• [Extracted entries]
+++

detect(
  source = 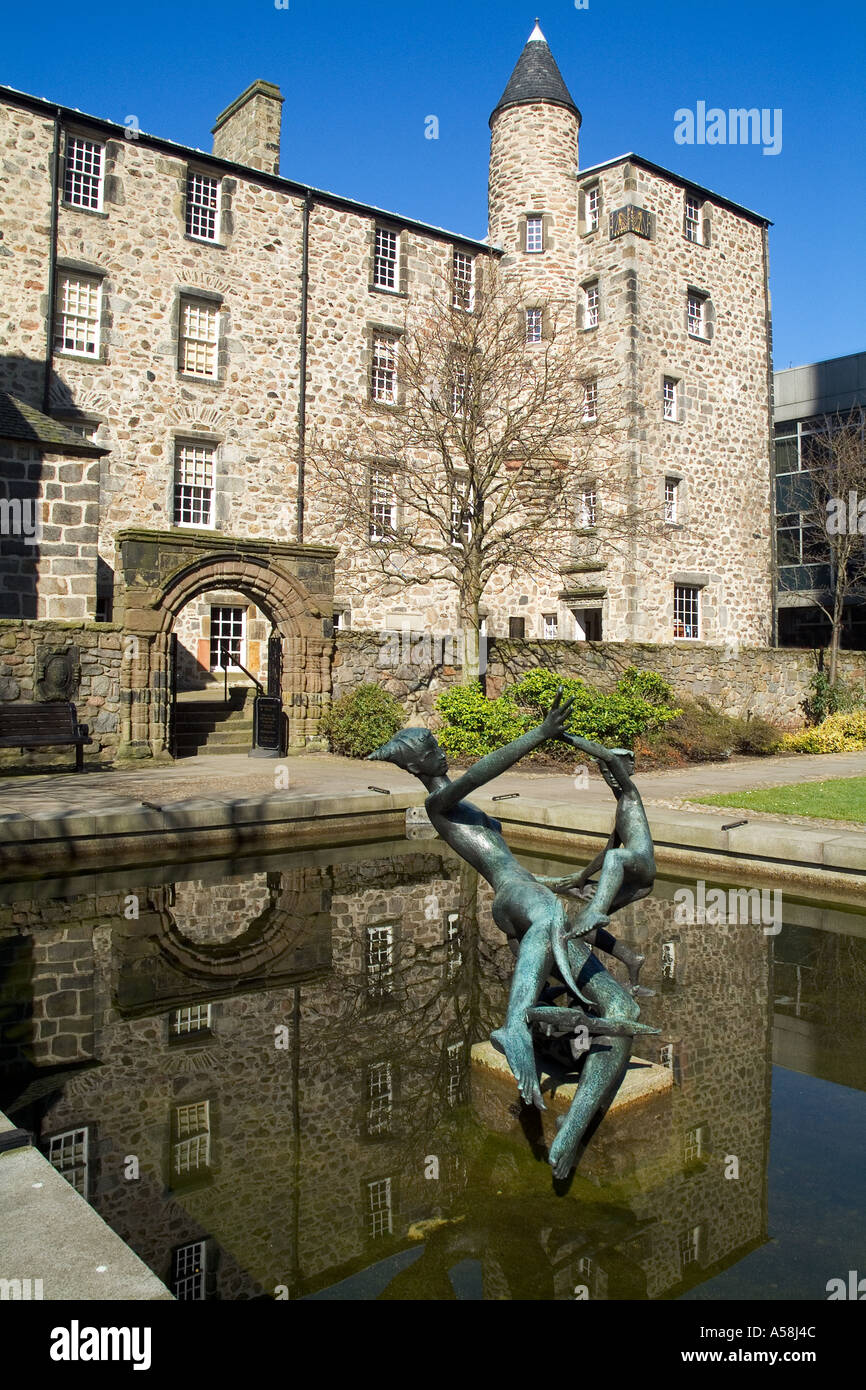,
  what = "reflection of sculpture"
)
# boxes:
[370,692,655,1177]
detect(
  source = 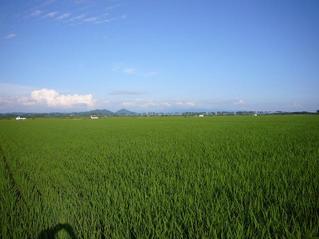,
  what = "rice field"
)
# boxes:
[0,116,319,238]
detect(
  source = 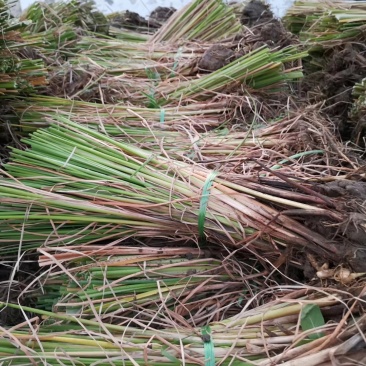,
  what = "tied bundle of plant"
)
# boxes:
[0,1,47,99]
[1,286,365,366]
[0,117,362,265]
[13,101,352,179]
[35,245,262,328]
[149,0,241,44]
[284,1,366,43]
[20,0,109,34]
[11,96,229,132]
[156,46,307,105]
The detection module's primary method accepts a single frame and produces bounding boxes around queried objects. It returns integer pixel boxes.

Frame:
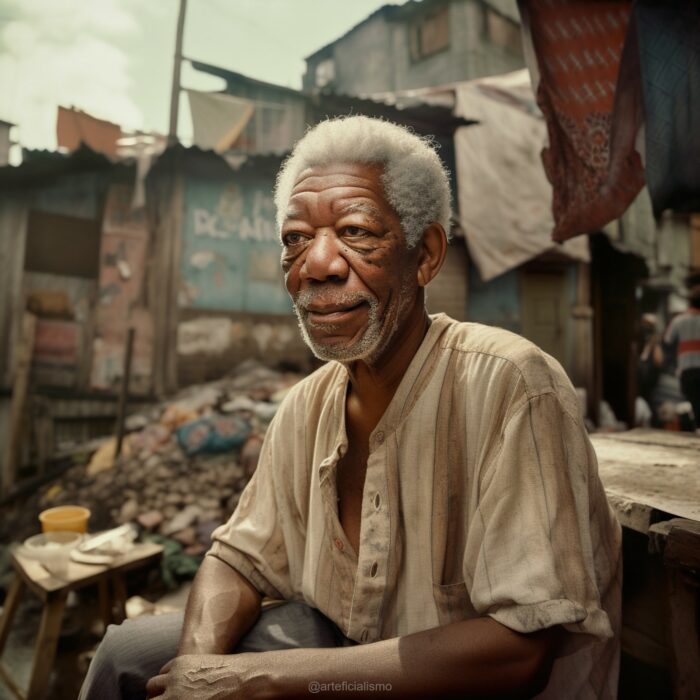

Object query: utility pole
[168,0,187,146]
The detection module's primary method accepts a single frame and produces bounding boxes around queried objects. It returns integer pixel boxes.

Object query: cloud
[0,0,143,149]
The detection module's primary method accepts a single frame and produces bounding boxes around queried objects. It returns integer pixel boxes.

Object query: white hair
[275,116,450,248]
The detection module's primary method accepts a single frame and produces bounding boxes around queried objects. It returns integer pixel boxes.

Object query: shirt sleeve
[207,412,292,599]
[464,393,620,640]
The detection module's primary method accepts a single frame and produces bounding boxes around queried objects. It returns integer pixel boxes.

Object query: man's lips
[305,301,366,325]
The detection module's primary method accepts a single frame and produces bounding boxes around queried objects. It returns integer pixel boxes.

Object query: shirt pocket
[433,581,478,627]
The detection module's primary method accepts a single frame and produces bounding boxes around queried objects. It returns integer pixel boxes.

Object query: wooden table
[591,429,700,700]
[0,543,163,700]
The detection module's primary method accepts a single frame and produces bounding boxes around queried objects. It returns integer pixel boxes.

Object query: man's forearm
[178,557,261,656]
[246,618,559,700]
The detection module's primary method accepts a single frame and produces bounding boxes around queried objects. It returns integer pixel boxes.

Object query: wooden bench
[0,543,163,700]
[591,429,700,700]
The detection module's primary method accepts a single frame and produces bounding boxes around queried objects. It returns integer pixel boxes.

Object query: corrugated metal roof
[0,145,119,187]
[309,92,477,135]
[190,58,475,132]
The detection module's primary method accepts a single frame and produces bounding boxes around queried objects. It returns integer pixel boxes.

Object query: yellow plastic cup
[39,506,90,532]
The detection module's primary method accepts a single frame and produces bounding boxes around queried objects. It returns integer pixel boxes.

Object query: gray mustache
[294,289,377,311]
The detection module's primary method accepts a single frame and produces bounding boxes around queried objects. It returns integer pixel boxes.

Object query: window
[314,58,335,87]
[24,211,100,279]
[486,9,523,55]
[409,5,450,61]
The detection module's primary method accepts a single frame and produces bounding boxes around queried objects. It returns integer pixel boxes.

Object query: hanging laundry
[519,0,644,241]
[633,0,700,217]
[187,90,255,153]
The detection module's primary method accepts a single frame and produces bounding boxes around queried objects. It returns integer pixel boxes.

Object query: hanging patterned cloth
[519,0,644,241]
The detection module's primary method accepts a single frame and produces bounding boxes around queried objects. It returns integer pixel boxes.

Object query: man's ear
[418,223,447,287]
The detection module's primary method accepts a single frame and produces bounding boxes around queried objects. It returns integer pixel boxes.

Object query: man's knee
[80,613,183,700]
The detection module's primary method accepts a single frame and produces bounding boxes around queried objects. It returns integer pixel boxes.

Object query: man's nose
[300,231,349,282]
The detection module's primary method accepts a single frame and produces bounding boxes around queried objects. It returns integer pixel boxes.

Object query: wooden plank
[2,312,36,495]
[591,430,700,520]
[667,568,700,700]
[12,542,163,599]
[27,590,68,700]
[0,576,24,656]
[606,489,656,535]
[114,326,134,460]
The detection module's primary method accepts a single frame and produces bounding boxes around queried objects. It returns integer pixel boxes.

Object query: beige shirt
[209,314,621,699]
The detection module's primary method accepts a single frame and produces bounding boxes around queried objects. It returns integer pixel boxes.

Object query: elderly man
[83,117,620,700]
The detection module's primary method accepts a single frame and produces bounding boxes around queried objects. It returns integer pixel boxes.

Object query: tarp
[187,90,255,153]
[519,0,644,240]
[56,107,122,158]
[455,70,590,280]
[519,0,700,240]
[633,0,700,217]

+++

• [Aim of the task] Determine how many lines of the data above contain the string "wooden". Case counts, so reply with the number alone.

• [Answer in full] 3